* [PROMPT 1]: List every line in the records below that contains the string "hand", treating uppercase and lowercase as different.

* [SOURCE DOCUMENT]:

It seems to me the only viable approach is to simply display the data in
a way that highlights interesting features. True?
So I would like to know what commands I should be investigating, whether
built-in or user-written.
As an example, here is one tabulation from the dataset:
Use policy | Knowledge of PEG
guide | Poor Adequate Above ave | Total
-----------+---------------------------------+----------
1 | 0 6 2 | 8
2 | 6 2 1 | 9
3 | 0 3 1 | 4
4 | 0 7 1 | 8
5 | 0 7 3 | 10
-----------+---------------------------------+----------
Total | 6 25 8 | 39
Knowledge was actually a 5-point scale from None to Excellent.
Use policy guide is 3 categories of No (don't need to; no guide exists;
guide not suitable) and 2 categories of Yes.

* [PROMPT 2]: Carry on the post above about tabulating knowledge of PEG against use of a policy guide, starting after its last sentence.

* [ENTRIES SUPPLIED]:
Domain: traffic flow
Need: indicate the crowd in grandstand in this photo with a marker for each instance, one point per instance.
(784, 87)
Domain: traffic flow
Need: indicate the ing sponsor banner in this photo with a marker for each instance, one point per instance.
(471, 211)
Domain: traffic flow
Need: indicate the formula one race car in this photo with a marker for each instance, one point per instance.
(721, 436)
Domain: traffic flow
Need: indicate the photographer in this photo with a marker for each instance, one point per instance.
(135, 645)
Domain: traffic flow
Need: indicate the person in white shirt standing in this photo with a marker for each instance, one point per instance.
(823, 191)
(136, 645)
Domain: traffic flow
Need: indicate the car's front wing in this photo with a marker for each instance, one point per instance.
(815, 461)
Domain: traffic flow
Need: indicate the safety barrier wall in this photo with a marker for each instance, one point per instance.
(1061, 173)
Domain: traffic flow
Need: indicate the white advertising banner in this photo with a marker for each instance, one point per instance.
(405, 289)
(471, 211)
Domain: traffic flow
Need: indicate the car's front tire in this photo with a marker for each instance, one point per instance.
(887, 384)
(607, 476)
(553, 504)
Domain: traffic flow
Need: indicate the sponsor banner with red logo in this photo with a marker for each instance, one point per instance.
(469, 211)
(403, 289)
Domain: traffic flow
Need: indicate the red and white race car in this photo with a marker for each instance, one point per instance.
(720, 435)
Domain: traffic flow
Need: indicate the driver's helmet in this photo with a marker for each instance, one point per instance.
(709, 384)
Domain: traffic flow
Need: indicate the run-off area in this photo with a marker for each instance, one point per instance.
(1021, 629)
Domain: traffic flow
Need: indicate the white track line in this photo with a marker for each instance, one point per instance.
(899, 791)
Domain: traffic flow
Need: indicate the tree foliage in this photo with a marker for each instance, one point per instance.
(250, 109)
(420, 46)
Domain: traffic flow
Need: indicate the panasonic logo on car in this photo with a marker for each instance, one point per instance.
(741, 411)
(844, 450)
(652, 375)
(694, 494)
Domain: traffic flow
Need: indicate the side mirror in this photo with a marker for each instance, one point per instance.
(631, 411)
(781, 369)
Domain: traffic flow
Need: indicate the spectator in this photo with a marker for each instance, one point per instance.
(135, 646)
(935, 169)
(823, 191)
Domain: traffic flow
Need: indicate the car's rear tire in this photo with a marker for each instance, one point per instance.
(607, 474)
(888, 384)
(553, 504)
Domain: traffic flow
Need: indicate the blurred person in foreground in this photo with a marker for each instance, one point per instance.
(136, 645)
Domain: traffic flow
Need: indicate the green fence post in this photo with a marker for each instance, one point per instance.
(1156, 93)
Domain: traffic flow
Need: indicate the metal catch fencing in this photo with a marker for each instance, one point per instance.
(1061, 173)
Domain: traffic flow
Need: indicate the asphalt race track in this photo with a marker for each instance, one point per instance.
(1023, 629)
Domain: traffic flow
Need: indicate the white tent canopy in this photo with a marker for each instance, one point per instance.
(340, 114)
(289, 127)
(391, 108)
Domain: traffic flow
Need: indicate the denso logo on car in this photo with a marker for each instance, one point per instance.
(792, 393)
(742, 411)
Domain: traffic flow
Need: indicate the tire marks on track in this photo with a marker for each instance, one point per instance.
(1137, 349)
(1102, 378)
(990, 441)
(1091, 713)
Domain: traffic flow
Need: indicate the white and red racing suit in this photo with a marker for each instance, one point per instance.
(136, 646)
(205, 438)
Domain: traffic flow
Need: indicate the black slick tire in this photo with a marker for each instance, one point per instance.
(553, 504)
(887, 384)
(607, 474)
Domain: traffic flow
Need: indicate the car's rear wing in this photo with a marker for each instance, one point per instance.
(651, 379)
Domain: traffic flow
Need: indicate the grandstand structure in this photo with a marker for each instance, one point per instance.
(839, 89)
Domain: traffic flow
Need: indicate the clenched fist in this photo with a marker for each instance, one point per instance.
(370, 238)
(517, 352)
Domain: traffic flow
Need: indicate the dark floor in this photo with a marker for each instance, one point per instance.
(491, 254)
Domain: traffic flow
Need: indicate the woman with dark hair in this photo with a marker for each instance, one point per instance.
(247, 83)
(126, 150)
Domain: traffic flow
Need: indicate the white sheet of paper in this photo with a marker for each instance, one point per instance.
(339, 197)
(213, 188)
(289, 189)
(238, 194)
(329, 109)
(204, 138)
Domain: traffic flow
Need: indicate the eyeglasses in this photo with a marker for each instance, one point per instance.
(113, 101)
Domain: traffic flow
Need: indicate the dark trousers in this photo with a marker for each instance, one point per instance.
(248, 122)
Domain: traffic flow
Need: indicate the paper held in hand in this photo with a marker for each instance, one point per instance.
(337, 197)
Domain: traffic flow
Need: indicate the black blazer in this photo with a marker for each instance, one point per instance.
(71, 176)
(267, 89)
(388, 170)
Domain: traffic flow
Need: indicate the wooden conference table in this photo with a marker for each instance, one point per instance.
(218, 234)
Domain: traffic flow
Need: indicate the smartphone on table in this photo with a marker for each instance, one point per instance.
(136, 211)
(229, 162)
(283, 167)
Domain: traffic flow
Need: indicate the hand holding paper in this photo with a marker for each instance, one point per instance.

* [RESPONSE 1]:
Need: indicate the paper held in hand in this photo with a marker for each instance, one point per instance.
Need: indicate the hand holding paper in this photo with a marker for each instance, one point per instance.

* [RESPONSE 2]:
I think the interesting result is that all the people with poor
knowledge claimed that no guide exists.
The table can show this (and of course will be better with proper
labelling), but I am sure there are better ways to present this.
-scatter- with -jitter- gives me a graph that I think is a good starting
point. But then adding categorical labels to the axes becomes a hassle.
I expect -scatter- is not the right tool -- what more appropriate
commands exist?
Or is my whole approach to this dataset wrong?